**Exercise description**. Scan the entries below for the string "city" and copy every line where it turns up.

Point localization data
□ □ □

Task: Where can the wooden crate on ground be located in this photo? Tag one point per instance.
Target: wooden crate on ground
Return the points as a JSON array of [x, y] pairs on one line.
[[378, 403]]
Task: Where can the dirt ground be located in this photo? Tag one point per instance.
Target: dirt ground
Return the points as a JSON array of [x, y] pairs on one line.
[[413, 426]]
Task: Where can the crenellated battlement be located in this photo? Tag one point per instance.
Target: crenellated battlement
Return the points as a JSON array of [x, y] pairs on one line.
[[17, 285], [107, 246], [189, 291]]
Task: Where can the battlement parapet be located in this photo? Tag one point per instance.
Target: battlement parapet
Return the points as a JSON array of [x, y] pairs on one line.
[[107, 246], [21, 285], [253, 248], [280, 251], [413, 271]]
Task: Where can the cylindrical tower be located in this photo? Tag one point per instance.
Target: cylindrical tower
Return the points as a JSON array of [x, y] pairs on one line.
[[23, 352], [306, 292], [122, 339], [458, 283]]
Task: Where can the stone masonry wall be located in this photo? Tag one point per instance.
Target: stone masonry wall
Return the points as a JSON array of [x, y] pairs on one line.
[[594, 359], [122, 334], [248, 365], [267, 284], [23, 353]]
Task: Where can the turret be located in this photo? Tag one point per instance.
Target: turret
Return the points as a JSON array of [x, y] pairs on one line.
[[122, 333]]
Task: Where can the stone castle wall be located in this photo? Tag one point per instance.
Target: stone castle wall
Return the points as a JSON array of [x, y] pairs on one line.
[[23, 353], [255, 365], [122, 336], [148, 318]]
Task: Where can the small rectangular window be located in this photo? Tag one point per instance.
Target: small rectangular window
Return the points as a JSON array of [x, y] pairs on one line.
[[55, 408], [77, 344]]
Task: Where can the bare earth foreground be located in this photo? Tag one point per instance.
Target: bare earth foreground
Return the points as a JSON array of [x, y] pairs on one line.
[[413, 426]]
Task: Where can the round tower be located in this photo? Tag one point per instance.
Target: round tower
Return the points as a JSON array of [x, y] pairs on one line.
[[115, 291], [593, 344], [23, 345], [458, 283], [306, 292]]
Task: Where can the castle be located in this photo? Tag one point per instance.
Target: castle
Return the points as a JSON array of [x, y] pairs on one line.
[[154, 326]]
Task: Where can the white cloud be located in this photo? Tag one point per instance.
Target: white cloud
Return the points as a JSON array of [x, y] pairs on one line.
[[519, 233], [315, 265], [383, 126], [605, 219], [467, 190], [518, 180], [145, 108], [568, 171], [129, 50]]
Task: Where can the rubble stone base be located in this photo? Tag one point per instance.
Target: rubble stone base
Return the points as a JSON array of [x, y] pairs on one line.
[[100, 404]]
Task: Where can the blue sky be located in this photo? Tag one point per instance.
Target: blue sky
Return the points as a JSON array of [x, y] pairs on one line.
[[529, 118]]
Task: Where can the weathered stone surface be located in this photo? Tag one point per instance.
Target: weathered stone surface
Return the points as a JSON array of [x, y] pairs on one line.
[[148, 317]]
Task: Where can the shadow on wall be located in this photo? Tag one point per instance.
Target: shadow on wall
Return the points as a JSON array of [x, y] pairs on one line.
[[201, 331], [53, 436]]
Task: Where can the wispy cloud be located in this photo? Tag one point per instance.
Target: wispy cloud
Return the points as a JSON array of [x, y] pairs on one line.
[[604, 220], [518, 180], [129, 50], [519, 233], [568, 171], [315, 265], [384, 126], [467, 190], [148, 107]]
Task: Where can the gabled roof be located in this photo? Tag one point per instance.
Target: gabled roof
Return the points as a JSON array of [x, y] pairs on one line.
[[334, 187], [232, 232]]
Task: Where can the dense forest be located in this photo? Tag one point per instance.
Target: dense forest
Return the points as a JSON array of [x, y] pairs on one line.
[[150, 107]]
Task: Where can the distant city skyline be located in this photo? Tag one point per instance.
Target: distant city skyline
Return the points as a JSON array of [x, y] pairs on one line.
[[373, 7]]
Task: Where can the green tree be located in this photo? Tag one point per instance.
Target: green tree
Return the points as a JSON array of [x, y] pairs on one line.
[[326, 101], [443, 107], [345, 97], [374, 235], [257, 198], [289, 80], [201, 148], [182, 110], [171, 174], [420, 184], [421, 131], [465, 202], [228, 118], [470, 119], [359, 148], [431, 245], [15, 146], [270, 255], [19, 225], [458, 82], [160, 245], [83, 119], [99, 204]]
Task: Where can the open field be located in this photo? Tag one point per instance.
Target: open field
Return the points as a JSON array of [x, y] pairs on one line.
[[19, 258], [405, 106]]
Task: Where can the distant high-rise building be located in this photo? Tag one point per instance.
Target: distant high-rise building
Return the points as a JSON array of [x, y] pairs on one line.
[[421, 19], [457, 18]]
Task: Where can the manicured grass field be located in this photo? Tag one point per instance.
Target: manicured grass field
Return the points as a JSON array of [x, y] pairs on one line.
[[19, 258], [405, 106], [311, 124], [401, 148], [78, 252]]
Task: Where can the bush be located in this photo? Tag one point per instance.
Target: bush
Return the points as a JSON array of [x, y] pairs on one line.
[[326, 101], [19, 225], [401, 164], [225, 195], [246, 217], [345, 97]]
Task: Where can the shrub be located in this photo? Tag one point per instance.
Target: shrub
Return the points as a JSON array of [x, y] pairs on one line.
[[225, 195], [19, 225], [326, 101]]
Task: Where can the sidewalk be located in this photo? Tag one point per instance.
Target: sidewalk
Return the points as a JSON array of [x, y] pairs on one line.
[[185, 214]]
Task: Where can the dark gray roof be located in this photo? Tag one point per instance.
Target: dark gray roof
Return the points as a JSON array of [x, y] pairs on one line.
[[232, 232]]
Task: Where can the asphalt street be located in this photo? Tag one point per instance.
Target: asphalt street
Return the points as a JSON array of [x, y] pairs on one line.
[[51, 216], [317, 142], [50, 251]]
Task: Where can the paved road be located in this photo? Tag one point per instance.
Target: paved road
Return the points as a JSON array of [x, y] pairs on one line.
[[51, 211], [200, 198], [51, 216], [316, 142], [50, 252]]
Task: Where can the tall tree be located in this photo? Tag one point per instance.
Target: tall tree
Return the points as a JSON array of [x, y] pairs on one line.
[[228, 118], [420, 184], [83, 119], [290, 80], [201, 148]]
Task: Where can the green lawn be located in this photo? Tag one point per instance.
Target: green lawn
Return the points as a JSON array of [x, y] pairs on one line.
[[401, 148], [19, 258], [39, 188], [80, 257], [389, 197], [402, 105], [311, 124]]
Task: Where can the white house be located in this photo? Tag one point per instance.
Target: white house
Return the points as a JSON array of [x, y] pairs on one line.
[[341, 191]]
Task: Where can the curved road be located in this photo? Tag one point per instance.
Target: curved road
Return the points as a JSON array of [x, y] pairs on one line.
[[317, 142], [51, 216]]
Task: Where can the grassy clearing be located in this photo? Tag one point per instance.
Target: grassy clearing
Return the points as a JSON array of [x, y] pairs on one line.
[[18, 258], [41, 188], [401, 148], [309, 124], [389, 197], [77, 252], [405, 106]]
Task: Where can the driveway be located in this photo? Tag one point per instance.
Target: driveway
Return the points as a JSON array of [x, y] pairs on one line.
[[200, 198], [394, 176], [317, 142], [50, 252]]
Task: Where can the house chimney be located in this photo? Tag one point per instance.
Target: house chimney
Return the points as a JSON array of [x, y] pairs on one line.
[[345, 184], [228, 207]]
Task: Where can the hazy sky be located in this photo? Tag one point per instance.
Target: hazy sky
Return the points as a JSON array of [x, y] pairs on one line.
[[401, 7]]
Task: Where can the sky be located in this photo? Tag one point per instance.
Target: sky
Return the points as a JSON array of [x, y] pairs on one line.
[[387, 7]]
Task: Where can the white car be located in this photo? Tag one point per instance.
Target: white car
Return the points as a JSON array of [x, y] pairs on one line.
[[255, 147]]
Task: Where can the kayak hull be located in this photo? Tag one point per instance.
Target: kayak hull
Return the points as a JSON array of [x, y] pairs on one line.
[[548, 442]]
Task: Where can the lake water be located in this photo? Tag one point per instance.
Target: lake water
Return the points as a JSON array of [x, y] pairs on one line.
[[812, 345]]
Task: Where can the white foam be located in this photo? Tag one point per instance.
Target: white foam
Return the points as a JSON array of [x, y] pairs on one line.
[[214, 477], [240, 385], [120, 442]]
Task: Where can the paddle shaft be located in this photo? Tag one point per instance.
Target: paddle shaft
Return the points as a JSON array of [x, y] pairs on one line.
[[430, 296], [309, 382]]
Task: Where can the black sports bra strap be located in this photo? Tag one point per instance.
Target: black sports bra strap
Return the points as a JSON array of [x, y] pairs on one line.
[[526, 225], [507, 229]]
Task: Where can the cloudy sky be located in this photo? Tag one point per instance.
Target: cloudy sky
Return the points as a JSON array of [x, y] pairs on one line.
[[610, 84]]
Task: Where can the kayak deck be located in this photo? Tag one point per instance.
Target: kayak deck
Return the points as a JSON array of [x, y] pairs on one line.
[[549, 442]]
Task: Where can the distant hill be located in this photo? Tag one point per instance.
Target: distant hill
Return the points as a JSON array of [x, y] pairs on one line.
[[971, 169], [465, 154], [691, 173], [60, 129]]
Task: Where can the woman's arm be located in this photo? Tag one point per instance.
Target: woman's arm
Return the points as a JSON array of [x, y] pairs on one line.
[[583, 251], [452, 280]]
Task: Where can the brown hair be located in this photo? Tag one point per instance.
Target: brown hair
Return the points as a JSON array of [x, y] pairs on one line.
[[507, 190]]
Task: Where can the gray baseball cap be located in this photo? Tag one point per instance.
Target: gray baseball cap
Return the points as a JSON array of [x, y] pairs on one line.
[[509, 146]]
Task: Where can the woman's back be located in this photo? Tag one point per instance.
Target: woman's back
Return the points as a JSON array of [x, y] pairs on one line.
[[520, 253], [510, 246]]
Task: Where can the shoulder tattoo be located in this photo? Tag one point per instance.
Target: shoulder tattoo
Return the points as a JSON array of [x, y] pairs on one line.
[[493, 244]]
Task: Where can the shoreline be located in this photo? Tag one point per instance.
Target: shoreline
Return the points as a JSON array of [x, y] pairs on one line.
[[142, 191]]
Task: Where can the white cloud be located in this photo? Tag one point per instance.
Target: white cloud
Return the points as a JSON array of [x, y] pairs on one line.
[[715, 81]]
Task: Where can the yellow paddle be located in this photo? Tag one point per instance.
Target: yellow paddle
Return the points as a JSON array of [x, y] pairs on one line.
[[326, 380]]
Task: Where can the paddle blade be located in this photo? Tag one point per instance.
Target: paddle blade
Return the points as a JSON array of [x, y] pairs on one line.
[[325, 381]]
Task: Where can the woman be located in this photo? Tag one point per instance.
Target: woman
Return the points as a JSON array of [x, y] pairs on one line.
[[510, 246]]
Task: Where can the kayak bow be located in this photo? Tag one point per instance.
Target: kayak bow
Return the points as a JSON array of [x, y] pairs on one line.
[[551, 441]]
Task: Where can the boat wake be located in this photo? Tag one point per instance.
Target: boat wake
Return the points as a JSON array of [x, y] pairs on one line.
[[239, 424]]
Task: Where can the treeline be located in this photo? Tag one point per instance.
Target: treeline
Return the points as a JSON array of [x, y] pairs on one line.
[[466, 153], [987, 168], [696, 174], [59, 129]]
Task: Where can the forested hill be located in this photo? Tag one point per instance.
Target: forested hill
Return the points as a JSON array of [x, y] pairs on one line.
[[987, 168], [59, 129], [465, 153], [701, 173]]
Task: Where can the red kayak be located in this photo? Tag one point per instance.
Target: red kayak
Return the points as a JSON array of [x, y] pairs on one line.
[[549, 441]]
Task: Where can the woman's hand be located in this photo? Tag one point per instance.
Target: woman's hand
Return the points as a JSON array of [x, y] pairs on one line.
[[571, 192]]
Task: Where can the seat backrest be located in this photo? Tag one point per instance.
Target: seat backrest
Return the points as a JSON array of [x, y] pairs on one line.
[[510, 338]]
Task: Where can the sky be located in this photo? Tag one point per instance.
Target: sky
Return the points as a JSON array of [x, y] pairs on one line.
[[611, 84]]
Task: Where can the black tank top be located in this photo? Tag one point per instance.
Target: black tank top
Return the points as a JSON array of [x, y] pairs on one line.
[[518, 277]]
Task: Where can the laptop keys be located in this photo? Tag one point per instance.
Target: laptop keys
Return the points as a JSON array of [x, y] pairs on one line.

□ □ □

**Answer box**.
Task: Where can the distant city skyline be located in this photo? Tag one point per instance.
Target: distant city skyline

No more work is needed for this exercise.